INFORMATION SUPPLIED:

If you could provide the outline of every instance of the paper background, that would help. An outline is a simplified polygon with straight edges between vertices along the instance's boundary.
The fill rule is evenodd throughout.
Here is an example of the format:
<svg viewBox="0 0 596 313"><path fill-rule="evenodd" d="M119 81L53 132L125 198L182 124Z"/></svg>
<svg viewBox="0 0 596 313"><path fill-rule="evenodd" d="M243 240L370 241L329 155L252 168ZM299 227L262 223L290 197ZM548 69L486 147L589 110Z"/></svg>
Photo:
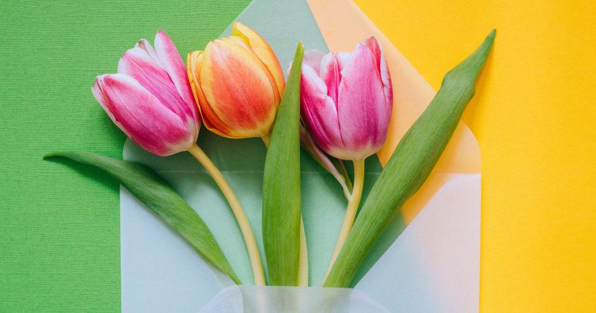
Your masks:
<svg viewBox="0 0 596 313"><path fill-rule="evenodd" d="M0 310L120 309L118 185L41 155L121 156L92 77L159 27L181 51L204 46L248 2L3 3ZM482 152L481 311L596 311L594 1L356 3L434 88L498 29L464 116Z"/></svg>

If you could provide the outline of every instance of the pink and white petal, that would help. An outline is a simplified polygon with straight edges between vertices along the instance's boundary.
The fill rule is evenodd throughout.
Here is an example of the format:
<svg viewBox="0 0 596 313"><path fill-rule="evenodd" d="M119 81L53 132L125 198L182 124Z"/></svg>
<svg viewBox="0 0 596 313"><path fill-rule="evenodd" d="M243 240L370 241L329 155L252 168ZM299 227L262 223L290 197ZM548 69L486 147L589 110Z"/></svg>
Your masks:
<svg viewBox="0 0 596 313"><path fill-rule="evenodd" d="M245 138L271 132L279 105L273 77L252 51L215 40L205 49L200 73L206 102L227 128ZM203 114L208 114L201 103Z"/></svg>
<svg viewBox="0 0 596 313"><path fill-rule="evenodd" d="M120 124L120 122L116 119L116 116L114 116L114 114L112 113L112 108L110 105L110 101L108 101L108 97L103 93L103 90L102 89L103 79L108 75L111 75L114 74L104 74L95 77L95 81L93 82L93 87L91 87L91 92L93 94L95 100L97 100L97 102L100 105L101 105L101 108L103 108L103 110L105 111L108 116L110 116L112 121L114 122L119 128L121 129L121 125Z"/></svg>
<svg viewBox="0 0 596 313"><path fill-rule="evenodd" d="M342 70L349 66L352 60L352 54L349 52L340 51L335 55L335 58L337 61L337 68L339 69L340 75L341 75Z"/></svg>
<svg viewBox="0 0 596 313"><path fill-rule="evenodd" d="M98 84L119 127L149 152L169 155L187 150L196 140L179 116L131 76L110 75Z"/></svg>
<svg viewBox="0 0 596 313"><path fill-rule="evenodd" d="M196 110L197 104L193 91L188 84L188 76L186 66L174 42L162 30L158 30L156 34L156 51L160 60L160 64L170 75L176 90L185 103L191 108L193 116L199 118L199 112Z"/></svg>
<svg viewBox="0 0 596 313"><path fill-rule="evenodd" d="M330 52L327 54L332 53ZM325 55L326 55L325 53L323 53L319 50L306 50L304 51L304 56L302 58L302 64L312 67L312 69L314 70L314 73L319 73L320 72L319 68L321 68L321 60Z"/></svg>
<svg viewBox="0 0 596 313"><path fill-rule="evenodd" d="M147 53L151 58L151 59L153 59L156 63L159 63L160 59L158 58L158 54L157 53L156 53L156 49L153 49L153 46L151 46L151 44L150 44L147 39L140 39L140 40L138 40L138 42L137 42L134 45L134 47L140 48L145 50L145 51L147 52Z"/></svg>
<svg viewBox="0 0 596 313"><path fill-rule="evenodd" d="M188 105L182 99L168 73L141 48L132 48L124 53L118 62L118 73L134 77L179 116L198 118L198 112L195 113L195 106ZM192 103L194 103L194 99Z"/></svg>
<svg viewBox="0 0 596 313"><path fill-rule="evenodd" d="M341 73L337 63L337 58L333 53L325 54L321 60L319 76L327 85L327 95L337 104L337 92L341 82Z"/></svg>
<svg viewBox="0 0 596 313"><path fill-rule="evenodd" d="M385 55L383 54L383 50L381 49L381 45L378 41L377 41L377 39L375 37L367 38L364 41L364 44L371 49L373 54L375 55L377 68L379 71L379 74L381 75L381 80L383 82L384 91L387 105L393 107L393 86L391 84L391 76L389 74L389 67L387 66L387 60L385 60Z"/></svg>
<svg viewBox="0 0 596 313"><path fill-rule="evenodd" d="M302 66L301 115L312 139L327 153L341 158L343 149L337 109L327 95L327 86L310 66Z"/></svg>
<svg viewBox="0 0 596 313"><path fill-rule="evenodd" d="M375 153L386 138L391 112L374 55L364 44L358 44L342 71L338 99L341 136L350 160Z"/></svg>

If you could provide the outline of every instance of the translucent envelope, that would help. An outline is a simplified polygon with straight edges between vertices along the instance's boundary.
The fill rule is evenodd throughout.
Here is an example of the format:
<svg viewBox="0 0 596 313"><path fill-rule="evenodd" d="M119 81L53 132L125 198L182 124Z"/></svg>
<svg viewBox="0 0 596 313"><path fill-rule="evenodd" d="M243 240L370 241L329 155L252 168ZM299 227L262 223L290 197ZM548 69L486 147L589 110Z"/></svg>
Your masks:
<svg viewBox="0 0 596 313"><path fill-rule="evenodd" d="M254 0L238 17L259 32L282 68L296 44L351 51L371 36L390 67L394 110L389 139L367 160L364 197L401 137L434 90L349 0ZM223 36L229 34L229 29ZM448 45L445 42L445 45ZM200 47L197 47L200 48ZM462 55L463 57L463 55ZM203 129L199 145L236 191L258 238L265 147L260 140L229 140ZM244 284L252 284L246 249L214 183L188 153L159 158L127 141L127 160L156 168L211 228ZM339 185L302 155L303 214L311 286L320 286L345 208ZM236 286L128 192L121 190L123 312L472 312L478 311L480 154L460 123L427 182L406 203L374 247L353 289Z"/></svg>

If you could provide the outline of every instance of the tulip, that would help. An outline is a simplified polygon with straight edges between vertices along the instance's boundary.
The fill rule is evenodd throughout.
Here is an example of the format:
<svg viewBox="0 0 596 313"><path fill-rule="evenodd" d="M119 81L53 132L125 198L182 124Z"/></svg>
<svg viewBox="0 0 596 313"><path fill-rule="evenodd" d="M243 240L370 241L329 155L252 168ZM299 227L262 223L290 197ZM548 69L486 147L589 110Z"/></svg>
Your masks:
<svg viewBox="0 0 596 313"><path fill-rule="evenodd" d="M280 62L257 32L236 22L232 36L188 53L188 79L205 126L224 137L266 144L285 87Z"/></svg>
<svg viewBox="0 0 596 313"><path fill-rule="evenodd" d="M256 32L236 22L232 33L209 42L204 52L188 53L193 94L208 129L232 138L261 137L268 145L286 86L284 73L271 47ZM351 182L343 164L330 160L302 133L302 147L349 195Z"/></svg>
<svg viewBox="0 0 596 313"><path fill-rule="evenodd" d="M201 121L184 64L168 36L158 32L155 49L142 39L120 59L118 72L98 76L92 88L118 127L158 155L188 150Z"/></svg>
<svg viewBox="0 0 596 313"><path fill-rule="evenodd" d="M305 53L301 79L301 117L326 153L354 164L354 185L327 273L353 225L364 186L364 159L381 149L393 107L391 79L373 37L351 53Z"/></svg>
<svg viewBox="0 0 596 313"><path fill-rule="evenodd" d="M98 76L92 92L114 124L138 145L160 156L188 151L205 167L238 221L255 283L264 285L260 255L246 214L225 178L196 143L199 108L186 66L170 38L158 31L155 48L141 39L120 59L118 73Z"/></svg>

GIVEN INSTRUCTION:
Extract the stretch of the records from the line that contains "of the translucent" through the line that contains "0L238 17L259 32L282", copying each line as it stands.

OUTPUT OF THE EXERCISE:
If you could provide the outline of every instance of the translucent envelope, that would help. An outline is a simplified polygon with straight edges between vertices along the instance's boundary.
The fill rule is evenodd throughout.
Here is an example of the format:
<svg viewBox="0 0 596 313"><path fill-rule="evenodd" d="M119 81L53 132L125 198L182 124Z"/></svg>
<svg viewBox="0 0 596 313"><path fill-rule="evenodd" d="M243 240L370 241L329 155L252 168ZM299 227L262 223L290 197ZM548 69L486 147L589 110Z"/></svg>
Your masks:
<svg viewBox="0 0 596 313"><path fill-rule="evenodd" d="M254 0L238 17L259 32L282 68L296 44L351 51L371 36L390 67L394 110L389 139L367 160L364 197L401 137L434 90L349 0ZM223 36L229 34L229 29ZM448 45L445 42L445 45ZM200 47L197 47L200 48ZM462 55L463 57L463 55ZM203 129L199 145L236 191L258 238L265 147L260 140L229 140ZM244 284L252 284L246 249L214 183L188 153L159 158L127 141L127 160L156 168L211 228ZM339 185L302 155L303 214L311 286L320 286L345 208ZM236 286L128 192L121 190L123 312L472 312L478 311L480 154L460 123L427 182L406 203L374 247L353 289Z"/></svg>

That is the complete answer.